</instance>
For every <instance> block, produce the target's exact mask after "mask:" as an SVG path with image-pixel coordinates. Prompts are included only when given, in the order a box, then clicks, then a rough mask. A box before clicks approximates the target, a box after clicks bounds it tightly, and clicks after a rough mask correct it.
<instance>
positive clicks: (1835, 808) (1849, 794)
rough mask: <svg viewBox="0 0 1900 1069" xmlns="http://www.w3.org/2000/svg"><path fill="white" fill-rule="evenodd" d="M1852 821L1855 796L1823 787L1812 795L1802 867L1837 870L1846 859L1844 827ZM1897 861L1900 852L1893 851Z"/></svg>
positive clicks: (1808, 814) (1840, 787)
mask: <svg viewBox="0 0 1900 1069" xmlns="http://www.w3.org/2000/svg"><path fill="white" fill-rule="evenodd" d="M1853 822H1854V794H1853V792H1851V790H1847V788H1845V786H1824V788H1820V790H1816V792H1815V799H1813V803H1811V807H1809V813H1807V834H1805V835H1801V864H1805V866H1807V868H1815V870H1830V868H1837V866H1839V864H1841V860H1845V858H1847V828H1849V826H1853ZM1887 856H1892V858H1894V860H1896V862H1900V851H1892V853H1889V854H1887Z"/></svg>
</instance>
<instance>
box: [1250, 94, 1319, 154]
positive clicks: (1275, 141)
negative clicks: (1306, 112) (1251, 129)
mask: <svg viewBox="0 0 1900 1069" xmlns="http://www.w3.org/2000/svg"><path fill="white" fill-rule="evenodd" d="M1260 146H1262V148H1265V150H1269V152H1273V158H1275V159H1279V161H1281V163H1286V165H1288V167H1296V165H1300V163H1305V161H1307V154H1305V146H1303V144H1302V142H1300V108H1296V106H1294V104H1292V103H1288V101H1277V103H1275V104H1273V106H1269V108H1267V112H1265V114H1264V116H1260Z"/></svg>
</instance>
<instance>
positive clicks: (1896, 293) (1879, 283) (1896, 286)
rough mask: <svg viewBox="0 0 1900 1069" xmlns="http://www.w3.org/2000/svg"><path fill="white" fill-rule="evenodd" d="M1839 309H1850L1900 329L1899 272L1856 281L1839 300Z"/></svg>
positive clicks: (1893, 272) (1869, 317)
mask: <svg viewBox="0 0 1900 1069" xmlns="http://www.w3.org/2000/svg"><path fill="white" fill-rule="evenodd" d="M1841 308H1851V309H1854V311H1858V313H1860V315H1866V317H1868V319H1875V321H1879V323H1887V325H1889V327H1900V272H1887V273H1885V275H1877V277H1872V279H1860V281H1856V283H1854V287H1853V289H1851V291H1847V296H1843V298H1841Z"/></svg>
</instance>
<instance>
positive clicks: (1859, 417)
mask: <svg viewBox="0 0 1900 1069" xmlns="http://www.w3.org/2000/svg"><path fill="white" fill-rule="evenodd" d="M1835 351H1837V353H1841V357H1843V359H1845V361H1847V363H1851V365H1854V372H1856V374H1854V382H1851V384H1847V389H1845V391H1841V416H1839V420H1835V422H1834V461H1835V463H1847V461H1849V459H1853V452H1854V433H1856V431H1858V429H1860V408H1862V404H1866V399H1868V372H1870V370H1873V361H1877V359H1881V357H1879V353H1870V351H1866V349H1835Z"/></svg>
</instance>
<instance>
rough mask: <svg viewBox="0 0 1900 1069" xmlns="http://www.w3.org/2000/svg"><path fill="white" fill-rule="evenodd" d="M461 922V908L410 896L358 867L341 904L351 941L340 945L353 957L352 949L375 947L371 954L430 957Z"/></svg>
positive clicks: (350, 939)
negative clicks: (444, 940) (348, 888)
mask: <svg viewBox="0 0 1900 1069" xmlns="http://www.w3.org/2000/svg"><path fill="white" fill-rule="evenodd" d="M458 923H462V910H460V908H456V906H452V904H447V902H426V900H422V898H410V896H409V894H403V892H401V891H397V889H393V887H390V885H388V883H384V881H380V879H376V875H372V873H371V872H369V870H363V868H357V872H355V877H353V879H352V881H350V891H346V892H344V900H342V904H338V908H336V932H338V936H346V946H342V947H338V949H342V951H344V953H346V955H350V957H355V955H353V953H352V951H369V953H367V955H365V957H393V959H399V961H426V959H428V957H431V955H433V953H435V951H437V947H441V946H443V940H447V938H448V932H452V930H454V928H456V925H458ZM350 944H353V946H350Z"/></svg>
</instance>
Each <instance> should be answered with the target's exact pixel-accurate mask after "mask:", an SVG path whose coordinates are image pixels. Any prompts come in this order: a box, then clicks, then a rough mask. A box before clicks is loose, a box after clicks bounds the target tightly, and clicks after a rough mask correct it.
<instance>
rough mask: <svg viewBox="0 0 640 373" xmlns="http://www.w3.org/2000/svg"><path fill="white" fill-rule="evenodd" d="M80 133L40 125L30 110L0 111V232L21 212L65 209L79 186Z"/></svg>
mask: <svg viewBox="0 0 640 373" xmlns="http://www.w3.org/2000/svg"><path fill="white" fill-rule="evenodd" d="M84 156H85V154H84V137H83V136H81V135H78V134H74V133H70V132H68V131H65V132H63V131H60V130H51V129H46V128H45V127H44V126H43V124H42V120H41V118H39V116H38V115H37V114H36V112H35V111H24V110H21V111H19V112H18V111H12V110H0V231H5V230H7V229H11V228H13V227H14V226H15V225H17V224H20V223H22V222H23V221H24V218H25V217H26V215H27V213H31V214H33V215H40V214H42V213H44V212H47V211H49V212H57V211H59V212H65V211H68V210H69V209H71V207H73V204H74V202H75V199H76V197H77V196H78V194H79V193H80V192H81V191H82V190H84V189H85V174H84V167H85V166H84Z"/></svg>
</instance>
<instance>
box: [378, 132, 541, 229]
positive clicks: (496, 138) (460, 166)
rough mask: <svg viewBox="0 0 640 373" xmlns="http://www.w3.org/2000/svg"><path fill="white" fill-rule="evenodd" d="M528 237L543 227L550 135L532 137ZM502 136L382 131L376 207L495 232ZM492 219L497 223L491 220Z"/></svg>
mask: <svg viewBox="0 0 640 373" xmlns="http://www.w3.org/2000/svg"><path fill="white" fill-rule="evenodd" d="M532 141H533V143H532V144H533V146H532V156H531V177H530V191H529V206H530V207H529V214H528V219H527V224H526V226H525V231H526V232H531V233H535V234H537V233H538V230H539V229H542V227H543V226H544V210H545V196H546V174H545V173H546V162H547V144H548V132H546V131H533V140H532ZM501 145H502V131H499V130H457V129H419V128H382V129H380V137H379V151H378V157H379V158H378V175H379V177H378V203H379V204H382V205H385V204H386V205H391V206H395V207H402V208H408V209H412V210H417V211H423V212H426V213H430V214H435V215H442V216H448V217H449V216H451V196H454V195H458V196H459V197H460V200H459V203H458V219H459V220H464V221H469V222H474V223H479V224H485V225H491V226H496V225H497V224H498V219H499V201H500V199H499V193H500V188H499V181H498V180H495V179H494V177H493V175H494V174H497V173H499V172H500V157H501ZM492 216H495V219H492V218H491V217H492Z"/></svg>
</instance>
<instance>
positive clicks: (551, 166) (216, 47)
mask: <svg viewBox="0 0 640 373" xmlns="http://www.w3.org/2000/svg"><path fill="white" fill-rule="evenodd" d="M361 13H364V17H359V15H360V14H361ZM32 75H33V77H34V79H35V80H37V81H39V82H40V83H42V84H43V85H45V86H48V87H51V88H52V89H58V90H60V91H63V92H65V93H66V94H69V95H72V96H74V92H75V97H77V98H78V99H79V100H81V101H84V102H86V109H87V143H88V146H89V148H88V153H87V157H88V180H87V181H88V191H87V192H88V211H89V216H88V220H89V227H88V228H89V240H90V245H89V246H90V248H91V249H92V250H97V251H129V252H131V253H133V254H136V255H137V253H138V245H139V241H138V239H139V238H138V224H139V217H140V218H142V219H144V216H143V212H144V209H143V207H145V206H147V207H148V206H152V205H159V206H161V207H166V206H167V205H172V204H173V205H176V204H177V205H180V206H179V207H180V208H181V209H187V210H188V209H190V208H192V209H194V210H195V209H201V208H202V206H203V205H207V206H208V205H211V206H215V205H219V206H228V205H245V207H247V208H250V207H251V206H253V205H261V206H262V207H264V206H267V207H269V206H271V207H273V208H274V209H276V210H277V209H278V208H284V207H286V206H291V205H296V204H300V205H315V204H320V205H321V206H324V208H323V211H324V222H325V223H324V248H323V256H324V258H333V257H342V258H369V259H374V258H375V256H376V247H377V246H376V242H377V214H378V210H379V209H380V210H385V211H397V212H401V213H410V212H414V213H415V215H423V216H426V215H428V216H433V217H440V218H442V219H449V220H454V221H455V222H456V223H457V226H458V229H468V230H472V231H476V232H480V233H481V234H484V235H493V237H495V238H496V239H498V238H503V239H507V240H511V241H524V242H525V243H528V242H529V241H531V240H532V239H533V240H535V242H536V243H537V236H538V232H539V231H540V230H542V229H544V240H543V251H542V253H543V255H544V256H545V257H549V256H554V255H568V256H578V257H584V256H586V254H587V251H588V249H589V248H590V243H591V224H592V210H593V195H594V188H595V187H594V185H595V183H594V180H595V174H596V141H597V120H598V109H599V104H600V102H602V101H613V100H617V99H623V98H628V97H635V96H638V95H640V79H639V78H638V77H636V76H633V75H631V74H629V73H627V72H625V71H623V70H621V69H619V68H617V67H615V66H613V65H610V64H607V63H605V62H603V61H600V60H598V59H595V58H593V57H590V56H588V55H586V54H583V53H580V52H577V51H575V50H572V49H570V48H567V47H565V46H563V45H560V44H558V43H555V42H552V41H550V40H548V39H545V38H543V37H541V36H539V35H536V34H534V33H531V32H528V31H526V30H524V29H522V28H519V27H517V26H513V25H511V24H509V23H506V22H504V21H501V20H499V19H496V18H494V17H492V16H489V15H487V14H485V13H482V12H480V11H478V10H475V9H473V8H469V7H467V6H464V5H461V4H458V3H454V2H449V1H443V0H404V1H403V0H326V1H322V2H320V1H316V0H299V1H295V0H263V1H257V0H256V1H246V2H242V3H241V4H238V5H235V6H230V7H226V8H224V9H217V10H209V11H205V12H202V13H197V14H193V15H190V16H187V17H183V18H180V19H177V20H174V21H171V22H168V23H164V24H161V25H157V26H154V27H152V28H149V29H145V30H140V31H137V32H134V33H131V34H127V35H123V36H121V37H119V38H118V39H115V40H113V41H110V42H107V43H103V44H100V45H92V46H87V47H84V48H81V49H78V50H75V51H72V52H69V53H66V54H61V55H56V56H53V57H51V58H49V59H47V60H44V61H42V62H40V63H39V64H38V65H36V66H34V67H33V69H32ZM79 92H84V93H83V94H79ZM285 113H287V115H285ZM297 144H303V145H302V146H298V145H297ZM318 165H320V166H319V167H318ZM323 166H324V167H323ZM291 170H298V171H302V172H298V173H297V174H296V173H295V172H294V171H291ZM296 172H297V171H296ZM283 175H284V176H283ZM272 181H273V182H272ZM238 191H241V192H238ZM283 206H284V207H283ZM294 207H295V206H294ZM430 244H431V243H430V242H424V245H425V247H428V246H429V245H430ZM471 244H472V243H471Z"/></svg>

Exercise: Reproduce the material above verbatim, from its first line up to and including the line with "positive clicks: (1808, 814) (1840, 787)".

Your solution:
</instance>
For every <instance> block, produce the target's exact mask after "mask:" as an SVG path with image-pixel coordinates. Prompts are included only when given, in the order a box, then clicks, then a rough mask. A box before clicks approximates the target, a box after clicks bounds it tightly, and clicks after a rough mask correct it.
<instance>
positive clicks: (1835, 808) (1849, 794)
rough mask: <svg viewBox="0 0 1900 1069" xmlns="http://www.w3.org/2000/svg"><path fill="white" fill-rule="evenodd" d="M1852 821L1855 796L1823 787L1812 795L1802 867L1837 870L1846 859L1844 827ZM1897 861L1900 852L1893 851Z"/></svg>
positive clicks: (1808, 814) (1840, 787)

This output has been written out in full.